[Records drawn from a dataset]
++++++++++
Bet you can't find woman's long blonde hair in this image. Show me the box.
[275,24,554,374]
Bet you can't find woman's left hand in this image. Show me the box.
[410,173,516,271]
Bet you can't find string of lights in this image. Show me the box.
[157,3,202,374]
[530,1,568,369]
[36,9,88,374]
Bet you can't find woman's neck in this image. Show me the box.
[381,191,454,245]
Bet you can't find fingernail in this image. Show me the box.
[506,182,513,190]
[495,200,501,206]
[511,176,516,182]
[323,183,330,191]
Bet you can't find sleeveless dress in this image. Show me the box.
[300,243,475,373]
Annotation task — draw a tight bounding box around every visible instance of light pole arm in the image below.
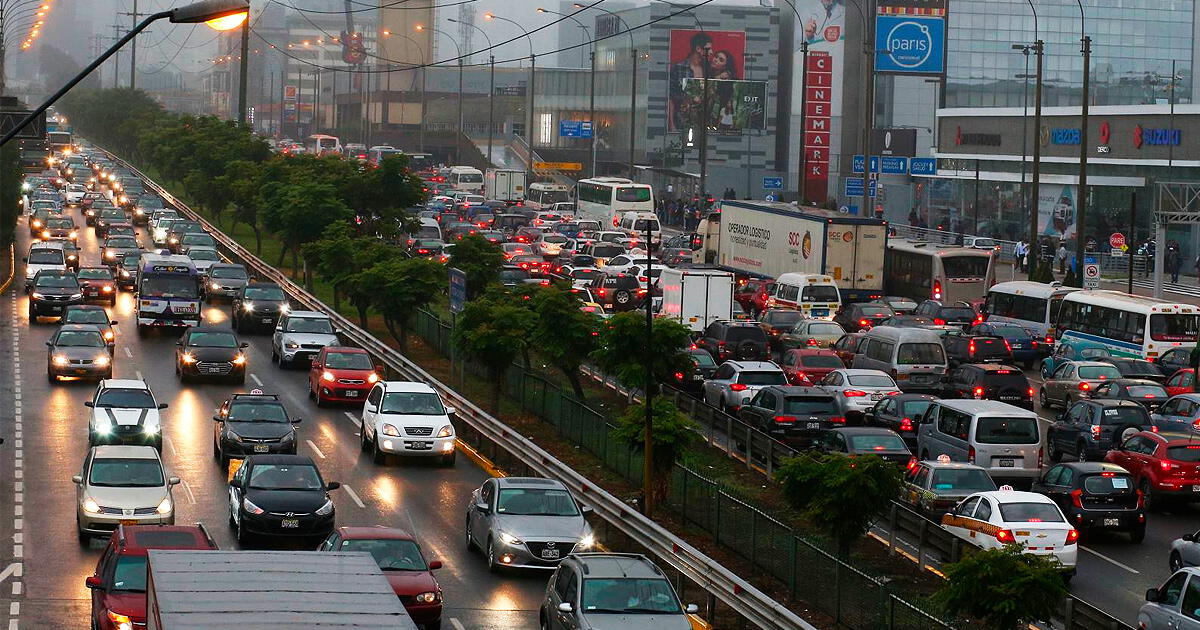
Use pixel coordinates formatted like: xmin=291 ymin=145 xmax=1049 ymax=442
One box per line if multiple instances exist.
xmin=1 ymin=9 xmax=172 ymax=146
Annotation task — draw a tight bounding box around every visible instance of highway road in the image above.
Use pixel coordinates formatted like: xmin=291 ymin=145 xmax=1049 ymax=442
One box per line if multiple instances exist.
xmin=2 ymin=207 xmax=548 ymax=628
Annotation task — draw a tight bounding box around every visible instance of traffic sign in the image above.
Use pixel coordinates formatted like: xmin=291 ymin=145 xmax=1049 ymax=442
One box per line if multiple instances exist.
xmin=448 ymin=268 xmax=467 ymax=314
xmin=852 ymin=155 xmax=879 ymax=174
xmin=1110 ymin=232 xmax=1126 ymax=249
xmin=558 ymin=120 xmax=593 ymax=138
xmin=909 ymin=157 xmax=936 ymax=175
xmin=764 ymin=194 xmax=777 ymax=202
xmin=1083 ymin=262 xmax=1100 ymax=289
xmin=844 ymin=177 xmax=877 ymax=198
xmin=533 ymin=161 xmax=583 ymax=172
xmin=0 ymin=110 xmax=45 ymax=140
xmin=762 ymin=176 xmax=783 ymax=190
xmin=1085 ymin=237 xmax=1098 ymax=252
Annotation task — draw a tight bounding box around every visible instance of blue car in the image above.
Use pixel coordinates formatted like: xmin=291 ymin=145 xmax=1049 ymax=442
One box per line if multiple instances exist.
xmin=969 ymin=322 xmax=1045 ymax=369
xmin=1040 ymin=343 xmax=1113 ymax=379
++++++++++
Exercise details: Line count for the string "bounding": work it out from the records above and reply with the number alone.

Expected output: 4